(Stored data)
+++
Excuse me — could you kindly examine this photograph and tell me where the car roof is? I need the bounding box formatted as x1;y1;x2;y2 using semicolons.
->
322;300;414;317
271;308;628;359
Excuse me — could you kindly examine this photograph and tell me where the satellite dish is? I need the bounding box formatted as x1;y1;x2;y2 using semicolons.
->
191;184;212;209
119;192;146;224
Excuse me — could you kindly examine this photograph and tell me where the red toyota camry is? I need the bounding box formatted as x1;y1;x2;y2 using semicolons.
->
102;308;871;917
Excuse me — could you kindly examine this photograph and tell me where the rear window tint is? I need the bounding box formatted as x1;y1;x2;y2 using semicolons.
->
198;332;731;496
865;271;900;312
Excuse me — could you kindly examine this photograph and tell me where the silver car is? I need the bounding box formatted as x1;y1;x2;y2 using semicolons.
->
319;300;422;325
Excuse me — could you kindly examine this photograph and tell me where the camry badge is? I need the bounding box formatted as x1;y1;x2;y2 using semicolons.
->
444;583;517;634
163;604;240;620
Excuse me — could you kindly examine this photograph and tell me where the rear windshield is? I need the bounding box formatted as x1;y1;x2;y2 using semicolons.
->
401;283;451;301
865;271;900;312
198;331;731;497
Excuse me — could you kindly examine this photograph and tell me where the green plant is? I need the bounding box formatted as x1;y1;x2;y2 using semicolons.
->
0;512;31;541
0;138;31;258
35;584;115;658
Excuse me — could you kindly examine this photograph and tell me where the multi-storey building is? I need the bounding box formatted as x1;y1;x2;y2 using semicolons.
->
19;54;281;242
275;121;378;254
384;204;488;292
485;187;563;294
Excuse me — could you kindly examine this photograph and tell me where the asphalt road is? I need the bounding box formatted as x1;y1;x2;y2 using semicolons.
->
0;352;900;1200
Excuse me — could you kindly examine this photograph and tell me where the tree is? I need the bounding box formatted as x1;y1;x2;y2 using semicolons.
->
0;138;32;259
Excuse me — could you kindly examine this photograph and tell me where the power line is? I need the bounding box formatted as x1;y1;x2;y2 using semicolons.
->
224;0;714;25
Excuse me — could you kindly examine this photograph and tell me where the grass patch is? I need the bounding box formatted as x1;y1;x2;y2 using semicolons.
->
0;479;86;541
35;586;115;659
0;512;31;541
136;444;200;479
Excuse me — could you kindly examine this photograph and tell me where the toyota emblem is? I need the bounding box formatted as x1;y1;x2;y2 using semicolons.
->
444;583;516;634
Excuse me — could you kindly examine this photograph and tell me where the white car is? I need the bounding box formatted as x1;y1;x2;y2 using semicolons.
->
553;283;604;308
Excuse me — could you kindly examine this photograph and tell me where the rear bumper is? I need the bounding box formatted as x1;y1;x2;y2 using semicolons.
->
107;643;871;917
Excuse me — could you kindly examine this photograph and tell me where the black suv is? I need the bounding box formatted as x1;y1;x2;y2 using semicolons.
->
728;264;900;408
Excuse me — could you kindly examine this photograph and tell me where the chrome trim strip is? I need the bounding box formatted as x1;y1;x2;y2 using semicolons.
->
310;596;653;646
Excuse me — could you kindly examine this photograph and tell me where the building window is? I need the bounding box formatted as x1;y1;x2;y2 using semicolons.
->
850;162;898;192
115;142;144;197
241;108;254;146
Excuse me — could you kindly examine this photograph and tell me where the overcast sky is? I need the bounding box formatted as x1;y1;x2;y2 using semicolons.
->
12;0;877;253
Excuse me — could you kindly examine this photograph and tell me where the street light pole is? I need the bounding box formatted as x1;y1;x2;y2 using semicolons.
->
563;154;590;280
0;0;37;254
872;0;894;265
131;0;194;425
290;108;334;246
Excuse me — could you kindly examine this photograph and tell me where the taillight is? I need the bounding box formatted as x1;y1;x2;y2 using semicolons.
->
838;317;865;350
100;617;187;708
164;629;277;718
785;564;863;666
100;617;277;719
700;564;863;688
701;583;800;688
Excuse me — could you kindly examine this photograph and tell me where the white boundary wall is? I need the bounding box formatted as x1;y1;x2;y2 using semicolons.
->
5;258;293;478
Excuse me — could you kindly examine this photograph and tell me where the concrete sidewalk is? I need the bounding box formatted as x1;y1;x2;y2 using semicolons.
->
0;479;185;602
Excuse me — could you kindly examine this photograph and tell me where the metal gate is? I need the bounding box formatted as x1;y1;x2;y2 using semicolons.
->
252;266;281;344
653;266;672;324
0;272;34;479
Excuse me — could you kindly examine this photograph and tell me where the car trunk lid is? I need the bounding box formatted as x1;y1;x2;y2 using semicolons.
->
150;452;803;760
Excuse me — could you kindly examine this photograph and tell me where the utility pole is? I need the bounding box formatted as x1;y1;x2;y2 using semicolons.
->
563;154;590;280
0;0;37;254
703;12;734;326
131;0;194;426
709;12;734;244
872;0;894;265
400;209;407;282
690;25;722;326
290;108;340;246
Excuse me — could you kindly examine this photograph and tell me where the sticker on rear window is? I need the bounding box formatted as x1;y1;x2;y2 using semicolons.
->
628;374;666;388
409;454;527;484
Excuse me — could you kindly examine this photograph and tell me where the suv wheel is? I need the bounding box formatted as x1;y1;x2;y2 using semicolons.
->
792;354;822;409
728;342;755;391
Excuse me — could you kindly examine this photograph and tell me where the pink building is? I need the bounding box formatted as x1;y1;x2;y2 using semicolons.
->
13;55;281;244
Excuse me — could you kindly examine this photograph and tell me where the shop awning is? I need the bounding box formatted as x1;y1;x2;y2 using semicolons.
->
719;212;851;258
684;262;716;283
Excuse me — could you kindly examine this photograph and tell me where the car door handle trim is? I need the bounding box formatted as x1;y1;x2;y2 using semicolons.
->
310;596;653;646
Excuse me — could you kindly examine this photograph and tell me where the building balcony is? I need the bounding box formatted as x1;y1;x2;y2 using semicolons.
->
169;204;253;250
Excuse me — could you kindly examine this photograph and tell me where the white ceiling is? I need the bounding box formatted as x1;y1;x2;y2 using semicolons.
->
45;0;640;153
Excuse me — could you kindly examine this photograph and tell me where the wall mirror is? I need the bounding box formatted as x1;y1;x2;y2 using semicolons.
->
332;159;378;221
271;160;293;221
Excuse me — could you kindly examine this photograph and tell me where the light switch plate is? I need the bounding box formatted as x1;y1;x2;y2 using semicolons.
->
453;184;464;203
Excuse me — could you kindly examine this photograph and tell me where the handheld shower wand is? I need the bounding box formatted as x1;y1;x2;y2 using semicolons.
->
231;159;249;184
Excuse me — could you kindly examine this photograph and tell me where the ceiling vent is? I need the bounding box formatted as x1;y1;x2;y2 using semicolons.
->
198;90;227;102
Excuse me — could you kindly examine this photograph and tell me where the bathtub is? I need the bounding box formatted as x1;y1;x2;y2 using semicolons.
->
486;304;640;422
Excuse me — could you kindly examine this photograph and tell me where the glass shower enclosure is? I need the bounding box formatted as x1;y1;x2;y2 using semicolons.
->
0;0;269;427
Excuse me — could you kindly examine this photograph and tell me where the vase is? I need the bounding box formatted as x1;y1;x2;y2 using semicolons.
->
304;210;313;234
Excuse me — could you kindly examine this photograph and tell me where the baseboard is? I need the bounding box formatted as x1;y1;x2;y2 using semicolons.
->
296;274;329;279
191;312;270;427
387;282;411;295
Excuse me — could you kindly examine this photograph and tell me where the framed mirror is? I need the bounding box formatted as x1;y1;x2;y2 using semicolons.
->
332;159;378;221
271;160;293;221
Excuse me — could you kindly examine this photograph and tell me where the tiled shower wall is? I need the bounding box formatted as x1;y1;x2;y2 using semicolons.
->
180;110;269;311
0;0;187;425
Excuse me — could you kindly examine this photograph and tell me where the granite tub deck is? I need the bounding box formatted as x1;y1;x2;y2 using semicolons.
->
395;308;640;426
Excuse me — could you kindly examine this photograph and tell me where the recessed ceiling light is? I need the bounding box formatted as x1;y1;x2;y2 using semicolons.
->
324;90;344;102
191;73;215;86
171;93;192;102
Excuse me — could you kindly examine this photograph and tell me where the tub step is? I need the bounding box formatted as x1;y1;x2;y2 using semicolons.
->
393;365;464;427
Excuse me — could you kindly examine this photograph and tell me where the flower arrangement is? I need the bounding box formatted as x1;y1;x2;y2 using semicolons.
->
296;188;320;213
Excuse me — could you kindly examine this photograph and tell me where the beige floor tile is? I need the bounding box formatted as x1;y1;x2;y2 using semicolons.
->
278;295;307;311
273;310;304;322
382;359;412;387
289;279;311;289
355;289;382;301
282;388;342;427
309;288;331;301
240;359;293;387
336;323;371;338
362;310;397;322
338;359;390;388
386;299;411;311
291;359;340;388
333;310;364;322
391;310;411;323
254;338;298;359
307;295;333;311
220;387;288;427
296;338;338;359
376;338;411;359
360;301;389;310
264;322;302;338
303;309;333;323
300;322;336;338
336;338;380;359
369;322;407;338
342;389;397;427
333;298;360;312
+++
Reproduce the data from its first line through the line containing "271;308;628;359", inclusive, with "car roof" swapped for "vehicle roof" and nothing else changed. Give only those lines.

→ **Result of the exercise**:
Excuse me — could you kindly examine this photograph and tell me where the vehicle roof is? I need the bounding box formatted as x1;y1;x2;y2 using semicolons.
->
322;300;414;317
271;308;628;359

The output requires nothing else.